=== SUPPLIED RECORDS ===

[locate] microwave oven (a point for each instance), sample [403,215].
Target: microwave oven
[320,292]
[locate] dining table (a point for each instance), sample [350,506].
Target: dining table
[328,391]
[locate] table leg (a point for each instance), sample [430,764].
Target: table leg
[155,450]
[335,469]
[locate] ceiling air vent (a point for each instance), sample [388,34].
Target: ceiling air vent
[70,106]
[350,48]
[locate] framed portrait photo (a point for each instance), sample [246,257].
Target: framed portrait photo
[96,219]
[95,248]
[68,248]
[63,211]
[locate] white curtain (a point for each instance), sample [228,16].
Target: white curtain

===
=== SUPPLIED RECORDS ===

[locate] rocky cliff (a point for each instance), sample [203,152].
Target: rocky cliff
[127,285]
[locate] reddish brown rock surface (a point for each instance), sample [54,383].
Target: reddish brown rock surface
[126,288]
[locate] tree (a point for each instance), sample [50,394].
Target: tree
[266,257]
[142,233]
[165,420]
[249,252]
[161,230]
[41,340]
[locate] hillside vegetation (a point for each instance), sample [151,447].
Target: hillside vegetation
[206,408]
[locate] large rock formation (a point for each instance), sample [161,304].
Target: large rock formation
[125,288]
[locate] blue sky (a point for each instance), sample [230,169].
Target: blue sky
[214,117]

===
=== SUPPLIED RECORDS ===

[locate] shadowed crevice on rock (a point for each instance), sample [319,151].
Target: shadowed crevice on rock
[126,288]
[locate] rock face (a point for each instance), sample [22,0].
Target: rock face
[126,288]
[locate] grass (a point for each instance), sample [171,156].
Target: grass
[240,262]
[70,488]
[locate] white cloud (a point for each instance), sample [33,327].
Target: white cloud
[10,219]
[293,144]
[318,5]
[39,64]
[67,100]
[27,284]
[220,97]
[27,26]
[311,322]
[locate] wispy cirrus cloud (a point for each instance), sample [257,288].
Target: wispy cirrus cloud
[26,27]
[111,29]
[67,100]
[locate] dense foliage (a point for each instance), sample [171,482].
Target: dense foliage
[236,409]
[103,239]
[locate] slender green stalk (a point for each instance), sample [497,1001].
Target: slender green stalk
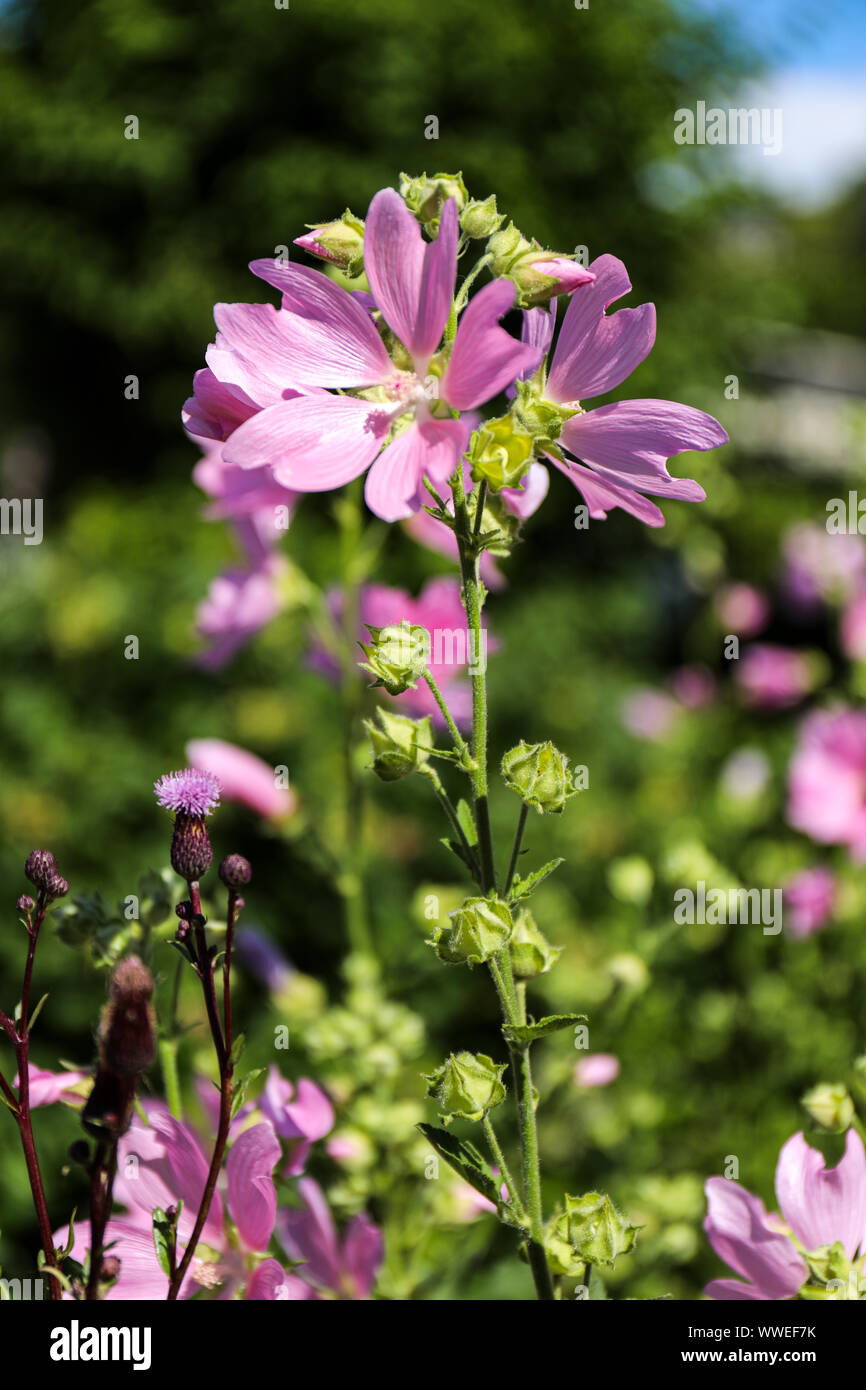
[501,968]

===

### TASK REQUIREMENTS
Locate every line in the data above that contains the string "cliff", and copy each of those lines. Matching is case-sensitive.

### FULL ANSWER
[locate] rocky cliff (a point for each instance), sample [203,152].
Target: rocky cliff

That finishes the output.